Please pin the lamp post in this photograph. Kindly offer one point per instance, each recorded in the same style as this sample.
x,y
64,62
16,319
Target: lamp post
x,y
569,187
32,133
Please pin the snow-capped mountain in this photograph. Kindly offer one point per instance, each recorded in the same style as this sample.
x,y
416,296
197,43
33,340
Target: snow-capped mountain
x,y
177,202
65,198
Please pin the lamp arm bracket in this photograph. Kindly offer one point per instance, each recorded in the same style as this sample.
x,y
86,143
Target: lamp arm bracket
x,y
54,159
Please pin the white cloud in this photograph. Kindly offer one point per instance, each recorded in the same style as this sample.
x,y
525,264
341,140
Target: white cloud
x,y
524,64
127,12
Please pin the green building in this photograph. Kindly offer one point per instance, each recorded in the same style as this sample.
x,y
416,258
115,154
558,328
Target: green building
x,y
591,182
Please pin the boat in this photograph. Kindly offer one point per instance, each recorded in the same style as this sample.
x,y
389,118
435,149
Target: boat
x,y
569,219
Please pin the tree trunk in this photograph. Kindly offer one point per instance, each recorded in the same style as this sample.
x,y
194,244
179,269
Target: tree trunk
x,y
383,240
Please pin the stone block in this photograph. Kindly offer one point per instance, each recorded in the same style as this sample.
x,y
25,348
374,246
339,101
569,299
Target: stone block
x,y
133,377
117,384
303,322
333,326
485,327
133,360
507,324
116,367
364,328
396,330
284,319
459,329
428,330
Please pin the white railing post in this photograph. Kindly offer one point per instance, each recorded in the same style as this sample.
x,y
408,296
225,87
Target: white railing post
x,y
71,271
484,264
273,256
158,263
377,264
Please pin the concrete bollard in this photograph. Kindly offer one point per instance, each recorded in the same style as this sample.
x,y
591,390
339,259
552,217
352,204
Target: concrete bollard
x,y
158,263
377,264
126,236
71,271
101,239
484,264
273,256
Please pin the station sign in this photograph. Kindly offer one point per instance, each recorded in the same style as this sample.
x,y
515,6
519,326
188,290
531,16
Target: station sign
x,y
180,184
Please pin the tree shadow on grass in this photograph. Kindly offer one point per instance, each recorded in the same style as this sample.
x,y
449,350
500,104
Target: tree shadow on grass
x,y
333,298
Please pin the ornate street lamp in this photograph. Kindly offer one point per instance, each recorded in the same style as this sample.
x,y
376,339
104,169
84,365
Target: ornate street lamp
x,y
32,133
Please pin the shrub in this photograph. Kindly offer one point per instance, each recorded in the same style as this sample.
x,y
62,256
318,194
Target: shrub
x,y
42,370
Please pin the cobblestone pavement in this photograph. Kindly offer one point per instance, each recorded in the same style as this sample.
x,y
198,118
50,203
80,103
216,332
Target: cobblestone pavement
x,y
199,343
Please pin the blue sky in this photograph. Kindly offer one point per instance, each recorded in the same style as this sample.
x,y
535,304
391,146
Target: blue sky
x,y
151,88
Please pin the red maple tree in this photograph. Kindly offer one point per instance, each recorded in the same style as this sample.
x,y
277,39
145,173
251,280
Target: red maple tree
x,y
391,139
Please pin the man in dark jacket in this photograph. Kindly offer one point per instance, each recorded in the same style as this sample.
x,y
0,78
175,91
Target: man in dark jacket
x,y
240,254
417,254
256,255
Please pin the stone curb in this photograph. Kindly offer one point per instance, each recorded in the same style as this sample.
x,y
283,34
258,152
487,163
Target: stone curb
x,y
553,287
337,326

* * *

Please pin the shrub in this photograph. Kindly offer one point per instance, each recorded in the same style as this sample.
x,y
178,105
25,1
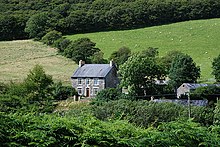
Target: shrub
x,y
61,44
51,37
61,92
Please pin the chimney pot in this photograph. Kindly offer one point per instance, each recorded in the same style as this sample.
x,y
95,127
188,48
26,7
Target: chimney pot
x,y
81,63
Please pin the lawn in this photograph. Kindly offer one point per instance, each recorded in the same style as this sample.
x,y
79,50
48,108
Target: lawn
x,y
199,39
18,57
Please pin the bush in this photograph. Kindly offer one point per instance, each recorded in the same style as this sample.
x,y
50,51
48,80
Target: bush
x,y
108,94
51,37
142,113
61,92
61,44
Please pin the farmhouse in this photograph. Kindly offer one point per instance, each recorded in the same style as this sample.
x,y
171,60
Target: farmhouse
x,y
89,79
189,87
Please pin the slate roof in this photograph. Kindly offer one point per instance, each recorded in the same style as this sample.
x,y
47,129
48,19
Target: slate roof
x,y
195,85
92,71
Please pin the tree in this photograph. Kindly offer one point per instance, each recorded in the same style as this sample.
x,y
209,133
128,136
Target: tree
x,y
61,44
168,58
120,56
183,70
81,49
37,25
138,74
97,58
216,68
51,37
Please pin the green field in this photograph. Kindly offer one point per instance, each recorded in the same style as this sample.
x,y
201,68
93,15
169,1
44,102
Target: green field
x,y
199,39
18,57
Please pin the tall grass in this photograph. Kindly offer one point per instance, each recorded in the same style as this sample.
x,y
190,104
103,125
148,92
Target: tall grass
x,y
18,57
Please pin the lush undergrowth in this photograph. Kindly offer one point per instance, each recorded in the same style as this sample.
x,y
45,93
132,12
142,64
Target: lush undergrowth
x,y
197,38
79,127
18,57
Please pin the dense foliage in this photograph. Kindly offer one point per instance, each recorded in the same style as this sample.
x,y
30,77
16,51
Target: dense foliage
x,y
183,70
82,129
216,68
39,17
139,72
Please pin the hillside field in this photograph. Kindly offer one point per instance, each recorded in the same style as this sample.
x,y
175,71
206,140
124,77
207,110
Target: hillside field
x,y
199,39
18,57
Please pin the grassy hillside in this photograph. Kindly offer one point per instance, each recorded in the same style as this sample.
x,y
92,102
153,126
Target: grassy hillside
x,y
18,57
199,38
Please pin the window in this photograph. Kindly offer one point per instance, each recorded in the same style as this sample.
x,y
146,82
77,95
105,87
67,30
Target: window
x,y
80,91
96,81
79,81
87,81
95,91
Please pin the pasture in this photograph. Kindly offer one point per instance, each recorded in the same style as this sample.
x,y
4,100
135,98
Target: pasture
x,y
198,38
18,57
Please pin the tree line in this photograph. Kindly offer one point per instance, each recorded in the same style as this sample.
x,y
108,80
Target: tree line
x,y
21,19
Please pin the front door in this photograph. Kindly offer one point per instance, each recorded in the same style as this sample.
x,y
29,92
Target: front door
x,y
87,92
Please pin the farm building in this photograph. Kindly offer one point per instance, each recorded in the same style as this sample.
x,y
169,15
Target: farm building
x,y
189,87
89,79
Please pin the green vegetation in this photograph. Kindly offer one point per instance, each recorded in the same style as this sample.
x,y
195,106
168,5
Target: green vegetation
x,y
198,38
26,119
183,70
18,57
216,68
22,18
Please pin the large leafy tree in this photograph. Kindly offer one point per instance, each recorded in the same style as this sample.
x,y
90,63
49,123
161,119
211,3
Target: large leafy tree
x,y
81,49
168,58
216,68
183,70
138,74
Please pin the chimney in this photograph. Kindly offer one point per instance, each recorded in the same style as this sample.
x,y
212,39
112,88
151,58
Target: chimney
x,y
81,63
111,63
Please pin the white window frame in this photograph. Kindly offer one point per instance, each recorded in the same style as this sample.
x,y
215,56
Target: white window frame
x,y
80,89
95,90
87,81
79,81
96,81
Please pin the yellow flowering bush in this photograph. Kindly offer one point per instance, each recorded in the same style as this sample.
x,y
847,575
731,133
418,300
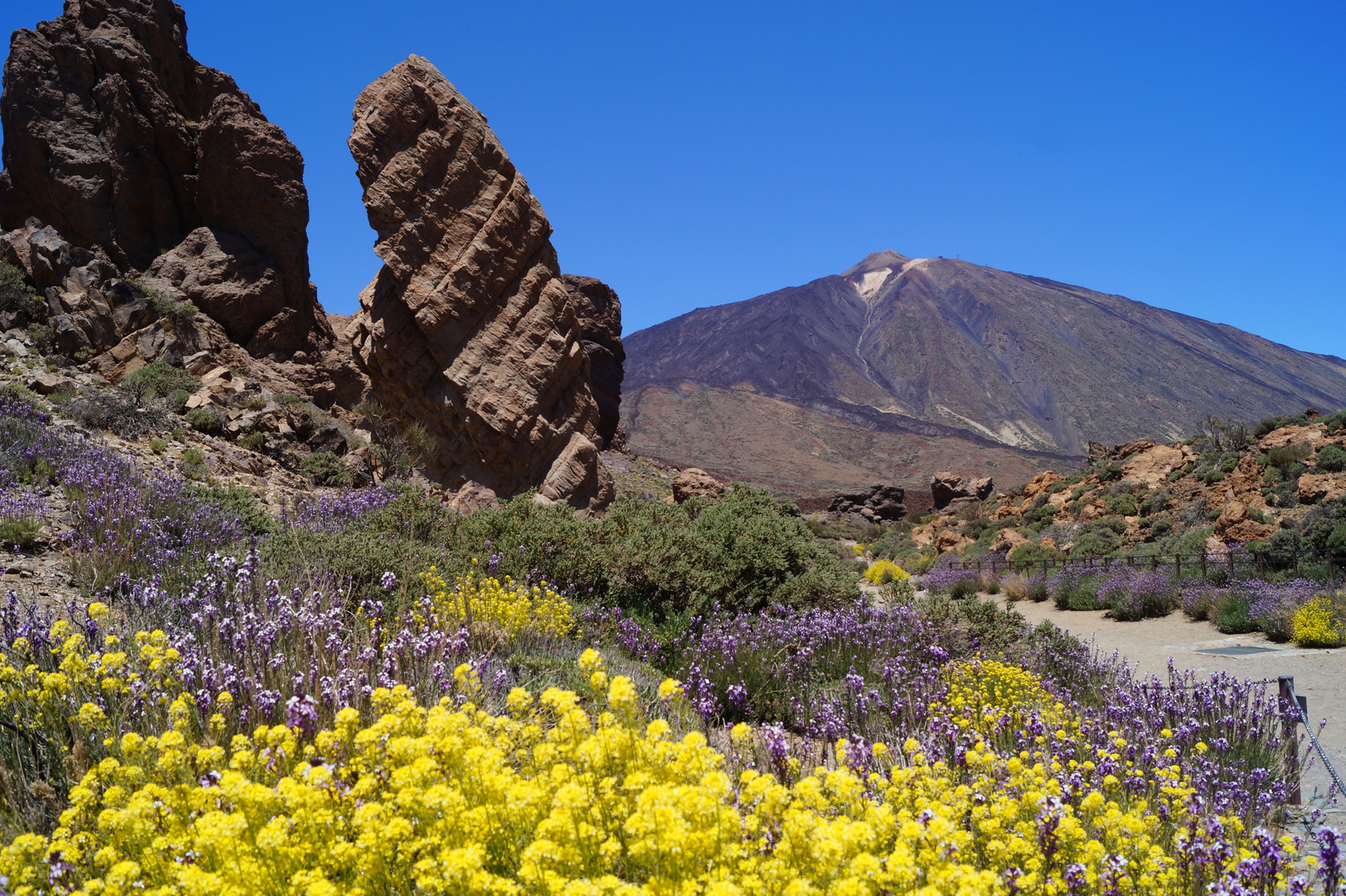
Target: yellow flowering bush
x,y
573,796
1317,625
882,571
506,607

---

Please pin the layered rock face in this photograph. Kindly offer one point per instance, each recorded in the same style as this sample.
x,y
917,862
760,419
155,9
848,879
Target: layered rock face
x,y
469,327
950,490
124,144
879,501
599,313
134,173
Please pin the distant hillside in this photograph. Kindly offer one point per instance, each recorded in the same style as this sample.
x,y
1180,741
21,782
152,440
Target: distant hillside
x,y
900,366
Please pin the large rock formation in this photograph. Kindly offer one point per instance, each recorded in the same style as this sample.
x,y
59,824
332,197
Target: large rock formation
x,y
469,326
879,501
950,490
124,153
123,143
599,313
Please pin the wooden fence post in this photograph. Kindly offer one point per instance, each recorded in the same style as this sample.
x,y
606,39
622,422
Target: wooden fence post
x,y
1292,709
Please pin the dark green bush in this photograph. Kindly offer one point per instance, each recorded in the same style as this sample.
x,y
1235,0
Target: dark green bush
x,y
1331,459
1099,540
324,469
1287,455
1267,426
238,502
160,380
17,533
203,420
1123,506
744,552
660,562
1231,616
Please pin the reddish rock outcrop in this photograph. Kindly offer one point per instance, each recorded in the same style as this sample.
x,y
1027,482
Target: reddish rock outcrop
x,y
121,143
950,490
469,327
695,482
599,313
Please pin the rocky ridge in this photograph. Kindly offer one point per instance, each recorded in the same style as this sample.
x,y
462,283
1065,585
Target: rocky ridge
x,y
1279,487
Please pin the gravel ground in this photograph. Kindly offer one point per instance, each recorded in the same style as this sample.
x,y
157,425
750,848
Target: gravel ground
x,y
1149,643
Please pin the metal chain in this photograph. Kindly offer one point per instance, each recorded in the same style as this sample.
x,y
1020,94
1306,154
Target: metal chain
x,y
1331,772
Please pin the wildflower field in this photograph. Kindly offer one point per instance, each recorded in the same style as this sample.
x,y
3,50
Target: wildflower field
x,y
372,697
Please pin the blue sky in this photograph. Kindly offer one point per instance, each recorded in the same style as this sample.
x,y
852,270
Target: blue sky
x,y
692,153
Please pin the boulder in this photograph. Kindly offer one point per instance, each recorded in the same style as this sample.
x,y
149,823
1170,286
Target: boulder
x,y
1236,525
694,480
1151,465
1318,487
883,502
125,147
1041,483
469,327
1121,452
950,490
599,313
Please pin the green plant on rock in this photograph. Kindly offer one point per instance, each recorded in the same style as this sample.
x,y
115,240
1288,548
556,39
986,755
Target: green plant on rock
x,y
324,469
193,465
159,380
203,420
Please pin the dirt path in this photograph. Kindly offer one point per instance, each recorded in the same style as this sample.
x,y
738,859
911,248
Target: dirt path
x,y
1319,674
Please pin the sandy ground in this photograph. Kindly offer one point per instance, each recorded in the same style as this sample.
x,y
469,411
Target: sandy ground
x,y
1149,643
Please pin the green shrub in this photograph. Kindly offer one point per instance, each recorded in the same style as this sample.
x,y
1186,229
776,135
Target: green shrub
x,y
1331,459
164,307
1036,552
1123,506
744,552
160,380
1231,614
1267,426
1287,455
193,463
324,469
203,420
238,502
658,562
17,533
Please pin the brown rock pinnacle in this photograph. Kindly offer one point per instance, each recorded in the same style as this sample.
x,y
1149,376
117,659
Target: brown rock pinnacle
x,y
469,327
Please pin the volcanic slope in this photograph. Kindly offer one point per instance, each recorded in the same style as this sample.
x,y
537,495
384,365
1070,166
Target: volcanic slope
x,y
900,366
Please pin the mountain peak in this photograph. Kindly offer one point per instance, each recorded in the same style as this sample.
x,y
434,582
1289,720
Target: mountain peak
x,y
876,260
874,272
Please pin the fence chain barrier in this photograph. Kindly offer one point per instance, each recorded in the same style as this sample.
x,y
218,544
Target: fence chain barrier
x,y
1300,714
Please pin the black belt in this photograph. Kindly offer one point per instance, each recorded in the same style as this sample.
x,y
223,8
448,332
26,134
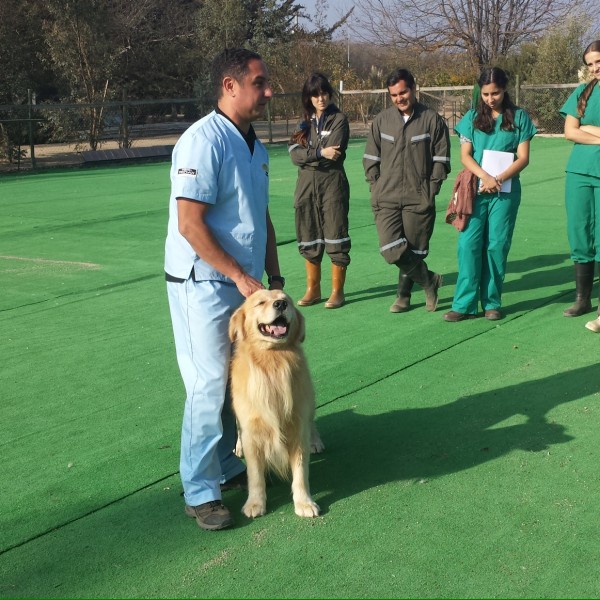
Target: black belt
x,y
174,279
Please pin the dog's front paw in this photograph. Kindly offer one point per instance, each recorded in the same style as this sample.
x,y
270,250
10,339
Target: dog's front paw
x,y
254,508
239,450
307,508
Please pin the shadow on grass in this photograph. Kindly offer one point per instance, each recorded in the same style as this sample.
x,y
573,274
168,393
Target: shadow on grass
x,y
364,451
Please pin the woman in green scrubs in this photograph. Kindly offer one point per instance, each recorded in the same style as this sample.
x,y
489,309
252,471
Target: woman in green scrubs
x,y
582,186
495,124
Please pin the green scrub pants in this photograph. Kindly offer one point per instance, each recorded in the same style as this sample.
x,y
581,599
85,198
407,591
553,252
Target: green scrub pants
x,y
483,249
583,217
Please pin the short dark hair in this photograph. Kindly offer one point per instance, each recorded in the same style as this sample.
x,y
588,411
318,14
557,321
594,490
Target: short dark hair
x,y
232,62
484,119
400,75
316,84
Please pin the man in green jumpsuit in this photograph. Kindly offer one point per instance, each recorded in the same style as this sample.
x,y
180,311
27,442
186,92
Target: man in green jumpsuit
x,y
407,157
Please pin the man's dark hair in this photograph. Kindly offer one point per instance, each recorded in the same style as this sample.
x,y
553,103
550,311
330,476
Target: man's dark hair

What you have to do:
Return every line of the material above that contains the string "tall". Matching is case-sensitive.

Correct result:
Please pin the tall grass in this photograph. Kindly offer one point per instance, each recorded in the same style as this sample.
Target: tall grass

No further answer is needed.